------ TEXTE FOURNI ------

L'Institut professionnel de la fonction publique du Canada

Mémoire présenté dans le cadre des consultations du gouvernement de l’Ontario sur la rémunération dans le secteur public

Institut professionnel de la fonction publique du Canada
Mémoire présenté dans le cadre des consultations du gouvernement de l’Ontario sur la rémunération dans le secteur public
Le 23 mai 2019

L’Institut professionnel de la fonction publique du Canada (IPFPC) représente quelque 60 000 professionnels du secteur public d’un bout à l’autre du Canada, dont la plupart sont des fonctionnaires fédéraux. L’Institut compte aussi parmi ses membres quelque 670 spécialistes de la santé et de l’informatique qui travaillent dans le secteur public ontarien.  

L’Institut soumet le présent mémoire en réponse à l’invitation lancée par le gouvernement de l’Ontario relativement à son intention de « gérer l’augmentation de la rémunération » des fonctionnaires du secteur public de l’Ontario et « de fixer par voie législative des limites aux augmentations de rémunération pouvant être établies lors des négociations collectives ou imposées dans le cadre des arbitrages obligatoires ».

------ DONNÉES FOURNIES ------

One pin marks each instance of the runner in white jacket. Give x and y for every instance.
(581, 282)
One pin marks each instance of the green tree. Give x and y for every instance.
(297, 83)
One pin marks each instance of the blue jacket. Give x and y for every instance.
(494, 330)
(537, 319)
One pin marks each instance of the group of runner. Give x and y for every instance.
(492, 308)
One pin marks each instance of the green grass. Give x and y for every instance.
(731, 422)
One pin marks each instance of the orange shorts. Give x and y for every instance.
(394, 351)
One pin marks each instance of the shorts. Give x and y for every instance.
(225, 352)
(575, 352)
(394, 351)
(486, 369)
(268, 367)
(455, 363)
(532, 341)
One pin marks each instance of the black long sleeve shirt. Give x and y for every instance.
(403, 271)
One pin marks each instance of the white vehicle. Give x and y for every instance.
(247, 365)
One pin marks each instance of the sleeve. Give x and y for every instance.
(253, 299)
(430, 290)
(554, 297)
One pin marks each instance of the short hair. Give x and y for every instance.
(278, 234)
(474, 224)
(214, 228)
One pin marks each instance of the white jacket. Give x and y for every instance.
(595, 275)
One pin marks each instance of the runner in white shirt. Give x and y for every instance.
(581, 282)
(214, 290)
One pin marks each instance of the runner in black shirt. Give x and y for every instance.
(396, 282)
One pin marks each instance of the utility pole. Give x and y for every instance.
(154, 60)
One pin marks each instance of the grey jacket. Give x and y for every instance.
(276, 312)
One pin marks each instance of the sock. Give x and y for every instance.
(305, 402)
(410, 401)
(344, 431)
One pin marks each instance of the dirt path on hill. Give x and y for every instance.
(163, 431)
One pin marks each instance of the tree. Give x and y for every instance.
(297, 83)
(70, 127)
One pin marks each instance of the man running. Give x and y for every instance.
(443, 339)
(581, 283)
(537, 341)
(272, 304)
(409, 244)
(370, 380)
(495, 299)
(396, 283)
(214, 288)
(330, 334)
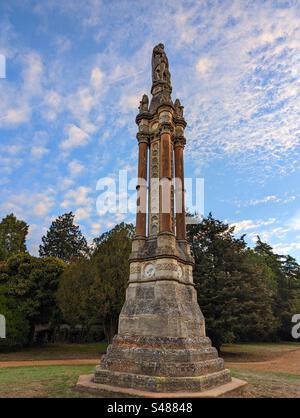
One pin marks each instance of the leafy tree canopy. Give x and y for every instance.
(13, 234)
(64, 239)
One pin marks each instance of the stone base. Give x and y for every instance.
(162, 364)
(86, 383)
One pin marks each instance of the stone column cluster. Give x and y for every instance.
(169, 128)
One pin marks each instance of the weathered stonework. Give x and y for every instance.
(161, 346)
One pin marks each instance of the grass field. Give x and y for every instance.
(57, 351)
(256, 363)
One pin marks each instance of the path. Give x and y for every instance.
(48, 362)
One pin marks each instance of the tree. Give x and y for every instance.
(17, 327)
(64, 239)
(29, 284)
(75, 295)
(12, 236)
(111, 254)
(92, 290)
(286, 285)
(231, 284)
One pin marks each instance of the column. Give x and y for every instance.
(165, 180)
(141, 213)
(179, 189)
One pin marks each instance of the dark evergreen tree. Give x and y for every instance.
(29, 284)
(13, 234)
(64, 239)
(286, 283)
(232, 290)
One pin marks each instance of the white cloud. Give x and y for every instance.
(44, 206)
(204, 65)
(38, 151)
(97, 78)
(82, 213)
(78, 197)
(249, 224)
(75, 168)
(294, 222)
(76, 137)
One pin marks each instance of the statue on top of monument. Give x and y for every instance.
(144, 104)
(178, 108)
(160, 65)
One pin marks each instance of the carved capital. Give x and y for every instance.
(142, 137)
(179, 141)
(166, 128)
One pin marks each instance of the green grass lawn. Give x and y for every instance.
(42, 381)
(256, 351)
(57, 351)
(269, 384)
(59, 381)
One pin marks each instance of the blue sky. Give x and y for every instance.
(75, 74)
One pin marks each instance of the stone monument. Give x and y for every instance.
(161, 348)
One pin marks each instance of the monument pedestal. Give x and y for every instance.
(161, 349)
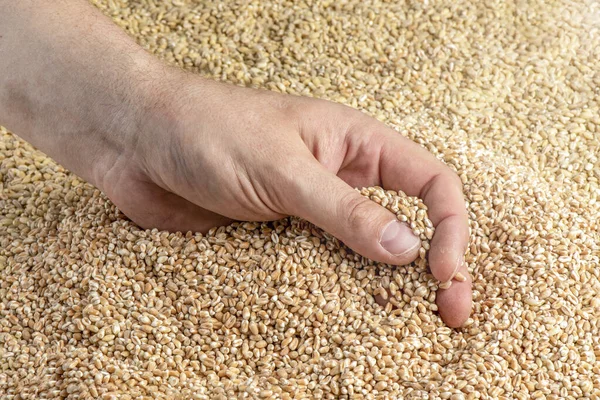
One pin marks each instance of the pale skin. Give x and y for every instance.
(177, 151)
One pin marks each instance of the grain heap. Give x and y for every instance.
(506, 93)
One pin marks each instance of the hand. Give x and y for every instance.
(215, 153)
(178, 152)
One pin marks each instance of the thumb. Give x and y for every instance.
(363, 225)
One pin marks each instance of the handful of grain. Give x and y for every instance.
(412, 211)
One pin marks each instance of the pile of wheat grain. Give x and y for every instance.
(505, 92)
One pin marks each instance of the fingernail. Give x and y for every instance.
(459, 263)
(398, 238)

------

## OBJECTIF À ATTEINDRE
Relevez tous les nombres écrits en chiffres dans le texte fourni, dans leur ordre d'apparition. Seul le texte fourni doit servir de source.

## RÉPONSE ATTENDUE
23, 2019, 60 000, 670